**Written task:** Starting at the line with "Q: Locate a point on each instance of the bridge railing" in it, reproduce each line below through the last one, exactly, and include nothing else.

^^^^^^^^

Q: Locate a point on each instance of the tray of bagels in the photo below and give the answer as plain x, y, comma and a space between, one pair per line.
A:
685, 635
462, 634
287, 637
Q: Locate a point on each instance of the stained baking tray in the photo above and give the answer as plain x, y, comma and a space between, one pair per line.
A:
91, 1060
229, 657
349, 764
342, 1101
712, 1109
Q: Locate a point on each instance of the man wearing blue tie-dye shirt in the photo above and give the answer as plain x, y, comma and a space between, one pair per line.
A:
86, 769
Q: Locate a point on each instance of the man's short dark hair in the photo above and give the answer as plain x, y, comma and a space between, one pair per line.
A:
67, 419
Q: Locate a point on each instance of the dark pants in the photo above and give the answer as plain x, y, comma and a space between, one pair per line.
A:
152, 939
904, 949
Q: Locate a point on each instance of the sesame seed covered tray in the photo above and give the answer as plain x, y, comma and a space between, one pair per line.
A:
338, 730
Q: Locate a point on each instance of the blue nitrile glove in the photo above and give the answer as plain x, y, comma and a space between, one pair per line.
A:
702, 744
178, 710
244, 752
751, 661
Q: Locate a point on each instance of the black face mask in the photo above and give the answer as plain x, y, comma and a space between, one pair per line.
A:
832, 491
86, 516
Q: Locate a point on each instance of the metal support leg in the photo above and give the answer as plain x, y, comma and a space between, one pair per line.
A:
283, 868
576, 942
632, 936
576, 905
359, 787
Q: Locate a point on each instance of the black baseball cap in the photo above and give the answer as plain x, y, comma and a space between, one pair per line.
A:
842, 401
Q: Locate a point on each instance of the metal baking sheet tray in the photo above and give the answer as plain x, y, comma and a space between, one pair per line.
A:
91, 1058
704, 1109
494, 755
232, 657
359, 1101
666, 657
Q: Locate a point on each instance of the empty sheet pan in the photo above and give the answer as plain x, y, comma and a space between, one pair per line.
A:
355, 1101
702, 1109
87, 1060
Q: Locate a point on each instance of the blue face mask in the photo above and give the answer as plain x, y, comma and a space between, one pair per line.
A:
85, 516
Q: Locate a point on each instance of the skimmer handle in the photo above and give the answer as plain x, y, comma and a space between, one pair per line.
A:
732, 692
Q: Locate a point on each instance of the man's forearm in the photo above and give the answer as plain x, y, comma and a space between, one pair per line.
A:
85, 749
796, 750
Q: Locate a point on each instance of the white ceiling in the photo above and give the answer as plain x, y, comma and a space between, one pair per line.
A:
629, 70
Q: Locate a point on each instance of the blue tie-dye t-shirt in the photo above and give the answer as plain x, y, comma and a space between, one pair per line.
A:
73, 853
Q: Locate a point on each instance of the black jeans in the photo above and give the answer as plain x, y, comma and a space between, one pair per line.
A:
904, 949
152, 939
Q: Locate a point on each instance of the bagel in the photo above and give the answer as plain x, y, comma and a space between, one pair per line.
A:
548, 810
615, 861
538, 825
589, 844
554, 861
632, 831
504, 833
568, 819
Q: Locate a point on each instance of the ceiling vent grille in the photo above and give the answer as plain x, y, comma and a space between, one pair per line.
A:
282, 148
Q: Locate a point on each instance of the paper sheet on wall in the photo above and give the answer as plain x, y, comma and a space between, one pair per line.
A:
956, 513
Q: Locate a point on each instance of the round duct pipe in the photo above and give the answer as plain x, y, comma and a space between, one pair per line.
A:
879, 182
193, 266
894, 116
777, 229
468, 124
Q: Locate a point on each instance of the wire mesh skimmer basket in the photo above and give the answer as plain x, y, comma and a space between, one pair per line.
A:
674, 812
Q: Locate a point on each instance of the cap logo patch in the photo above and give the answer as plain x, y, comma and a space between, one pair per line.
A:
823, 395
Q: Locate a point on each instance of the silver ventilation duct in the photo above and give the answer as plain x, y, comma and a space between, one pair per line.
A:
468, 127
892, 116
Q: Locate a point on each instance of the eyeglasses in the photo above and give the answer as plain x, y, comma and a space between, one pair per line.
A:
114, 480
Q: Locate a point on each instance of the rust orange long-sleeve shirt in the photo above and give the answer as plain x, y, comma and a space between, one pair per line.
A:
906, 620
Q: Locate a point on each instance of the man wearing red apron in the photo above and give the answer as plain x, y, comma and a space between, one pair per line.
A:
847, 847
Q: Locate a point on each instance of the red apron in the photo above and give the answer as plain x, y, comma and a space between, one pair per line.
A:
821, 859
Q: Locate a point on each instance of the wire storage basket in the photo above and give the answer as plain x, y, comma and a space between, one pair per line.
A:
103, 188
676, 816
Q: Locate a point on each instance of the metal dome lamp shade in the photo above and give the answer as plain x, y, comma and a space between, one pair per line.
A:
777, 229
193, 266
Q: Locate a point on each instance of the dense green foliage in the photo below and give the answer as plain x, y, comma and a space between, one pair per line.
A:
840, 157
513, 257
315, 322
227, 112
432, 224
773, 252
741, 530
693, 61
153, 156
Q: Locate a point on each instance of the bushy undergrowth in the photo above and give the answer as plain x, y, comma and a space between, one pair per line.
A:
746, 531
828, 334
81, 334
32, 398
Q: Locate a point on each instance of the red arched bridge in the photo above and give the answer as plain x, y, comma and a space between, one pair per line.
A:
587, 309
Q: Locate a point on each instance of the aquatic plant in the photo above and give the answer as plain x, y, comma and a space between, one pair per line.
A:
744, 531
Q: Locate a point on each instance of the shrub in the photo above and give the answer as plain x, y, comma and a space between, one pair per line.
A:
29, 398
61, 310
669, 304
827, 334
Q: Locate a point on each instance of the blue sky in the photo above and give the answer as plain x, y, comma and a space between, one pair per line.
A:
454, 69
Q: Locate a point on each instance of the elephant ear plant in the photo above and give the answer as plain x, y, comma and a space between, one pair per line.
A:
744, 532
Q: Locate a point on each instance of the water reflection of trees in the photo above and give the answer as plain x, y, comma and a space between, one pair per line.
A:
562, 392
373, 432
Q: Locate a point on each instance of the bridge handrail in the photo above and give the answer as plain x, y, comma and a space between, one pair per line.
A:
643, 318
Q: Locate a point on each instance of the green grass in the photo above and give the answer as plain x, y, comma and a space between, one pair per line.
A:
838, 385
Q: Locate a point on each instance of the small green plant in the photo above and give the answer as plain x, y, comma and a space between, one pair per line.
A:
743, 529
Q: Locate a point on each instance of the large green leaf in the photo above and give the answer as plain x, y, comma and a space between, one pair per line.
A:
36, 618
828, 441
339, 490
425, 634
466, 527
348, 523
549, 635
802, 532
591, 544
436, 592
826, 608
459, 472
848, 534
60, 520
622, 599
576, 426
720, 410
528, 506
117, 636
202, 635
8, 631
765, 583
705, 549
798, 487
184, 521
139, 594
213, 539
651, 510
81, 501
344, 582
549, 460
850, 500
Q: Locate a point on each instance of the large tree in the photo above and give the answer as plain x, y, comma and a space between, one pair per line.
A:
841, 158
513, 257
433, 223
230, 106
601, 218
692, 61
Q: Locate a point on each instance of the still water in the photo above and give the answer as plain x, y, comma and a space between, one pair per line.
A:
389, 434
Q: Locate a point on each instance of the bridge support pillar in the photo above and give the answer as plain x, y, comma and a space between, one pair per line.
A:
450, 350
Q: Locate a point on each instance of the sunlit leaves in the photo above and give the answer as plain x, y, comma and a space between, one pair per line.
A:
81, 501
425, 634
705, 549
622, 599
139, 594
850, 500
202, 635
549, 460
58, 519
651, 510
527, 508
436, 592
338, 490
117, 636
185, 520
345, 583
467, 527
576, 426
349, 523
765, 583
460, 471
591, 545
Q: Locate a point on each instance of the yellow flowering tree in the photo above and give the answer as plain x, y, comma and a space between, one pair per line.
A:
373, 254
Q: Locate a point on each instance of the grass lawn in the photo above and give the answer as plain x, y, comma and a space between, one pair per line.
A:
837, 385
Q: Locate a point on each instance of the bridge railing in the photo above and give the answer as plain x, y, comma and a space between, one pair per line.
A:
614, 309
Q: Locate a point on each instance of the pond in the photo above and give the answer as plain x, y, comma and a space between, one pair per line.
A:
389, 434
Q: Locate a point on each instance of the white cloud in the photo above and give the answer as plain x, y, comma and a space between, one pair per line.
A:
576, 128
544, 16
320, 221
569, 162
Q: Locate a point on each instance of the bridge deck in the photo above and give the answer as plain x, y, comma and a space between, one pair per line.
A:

^^^^^^^^

**Output of the exercise:**
Q: Locate a point on each instance of the bridge railing in the photo above and give the answer as plain x, y, comma and a space between, one pair per line.
A:
614, 309
Q: Locate a point on each instance of the pond in the photo above and give the answer as plain x, y, comma and a space between, one pair per line.
A:
389, 434
Q: Locate a point on each instance of the white cloud in the photo above and give the answer as plain x, y, comma and a space between, one pair per line.
A:
576, 128
544, 16
320, 221
569, 162
Q: Locate a point on each instance of the bridge deck in the photo above and give the answer as plain x, y, comma and a space between, one pair per line.
A:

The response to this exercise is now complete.